+++ Lesetext
Der Senat verkennt nicht, dass es vorliegend nicht um den Leistungsausschluss nach § 7 Abs. 4a SGB II wegen Verstoßes gegen die sog. Residenzpflicht geht. Es stellt sich angesichts der vorstehenden Ausführungen allerdings die grundsätzliche Frage der (entsprechenden) Geltung des § 1 der EAO.
Auch die Gesetzesbegründung löst diese Problematik nicht zweifelsfrei. Allerdings ist zu den Motiven des Gesetzgebers zunächst ausgeführt, der Leistungsanspruch solle künftig bei einem Verstoß gegen den in § 7 Abs. 4a SGB II genannten Grundsatz entfallen, um die missbräuchliche Inanspruchnahme bei einem nicht genehmigten vorübergehenden auswärtigen Aufenthalt innerhalb und außerhalb der Bundesrepublik Deutschland zu vermeiden (BT-Drs. 16/1696 S. 26).
Dafür, dass die entsprechende Anwendung der übrigen Vorschriften der EAO vor dem Hintergrund dieses gesetzgeberischen Anliegens, eine im Vergleich zur nach § 31 SGB II ggf. möglichen Sanktionierung härtere Konsequenz zu ermöglichen, nur eingeschränkt gilt, mag die weitere Gesetzesbegründung herangezogen werden, wenn dort zur entsprechenden Anwendung lediglich ausgeführt ist:
Die Erreichbarkeits-Anordnung …sieht Ausnahmen vom Aufenthalt im zeit- und ortsnahen Bereich vor. Sie soll entsprechende Anwendung finden.
Bei Annahme der Geltung auch der Residenzpflicht aus § 1 der EAO wäre ggf. zu problematisieren – verlangt man Vorsatz hinsichtlich des Meldeversäumnisses (s.o.) -, ob der Klägerin diese Verpflichtung bekannt war (die mit ihr getroffene Eingliederungsvereinbarung verhält sich hierzu nicht) oder bekannt sein musste.
Zusammengefasst könnte der Frage, ob der Verstoß der Klägerin zu 1) subjektiv vorwerfbar ist, damit entscheidende Bedeutung zukommen. Schon wegen der insoweit ungeklärten Rechtsfragen mit grundsätzlicher Bedeutung hat die Klage auch hinreichende Aussicht auf Erfolg.
Darüber hinaus haben Beklagte und Sozialgericht nicht hinreichend problematisiert, ob der Vortrag der Klägerin zu 1) glaubhaft ist, der Schlüssel sei von ihren Kindern verlegt worden und erst nach zwei Tagen aufgefunden worden. Ggf. wird die Klägerin zu 1) hierzu persönlich zu hören sein (Gab es nur einen Schlüssel? Konnte Post ggf. nicht auch ohne Schlüssel entnommen werden? etc.), was dem Sozialgericht im übrigen – hätte es die diesbezüglichen Bedenken des Senats geteilt – nach der Vorschrift des § 118 Abs. 2 Satz 2 und 3 ZPO auch vor der Entscheidung über das Prozesskostenhilfegesuch möglich gewesen sein dürfte.
++++++
+++ Quellenauszug
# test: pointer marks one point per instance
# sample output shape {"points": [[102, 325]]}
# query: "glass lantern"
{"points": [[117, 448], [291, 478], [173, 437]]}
++++++
§ Aufgabenstellung:
• A. Was hat die Klägerin zu 1) laut Lesetext zum Verbleib des Schlüssels vorgetragen?
• B. Gib den Abschnitt des Lesetextes von „Dafür, dass die“ bis einschließlich „bekannt sein musste.“ wortgetreu wieder.

§ Antworten:
• A. Der Schlüssel sei von ihren Kindern verlegt und erst nach zwei Tagen aufgefunden worden.

• B.
Dafür, dass die entsprechende Anwendung der übrigen Vorschriften der EAO vor dem Hintergrund dieses gesetzgeberischen Anliegens, eine im Vergleich zur nach § 31 SGB II ggf. möglichen Sanktionierung härtere Konsequenz zu ermöglichen, nur eingeschränkt gilt, mag die weitere Gesetzesbegründung herangezogen werden, wenn dort zur entsprechenden Anwendung lediglich ausgeführt ist:
Die Erreichbarkeits-Anordnung …sieht Ausnahmen vom Aufenthalt im zeit- und ortsnahen Bereich vor. Sie soll entsprechende Anwendung finden.
Bei Annahme der Geltung auch der Residenzpflicht aus § 1 der EAO wäre ggf. zu problematisieren – verlangt man Vorsatz hinsichtlich des Meldeversäumnisses (s.o.) -, ob der Klägerin diese Verpflichtung bekannt war (die mit ihr getroffene Eingliederungsvereinbarung verhält sich hierzu nicht) oder bekannt sein musste.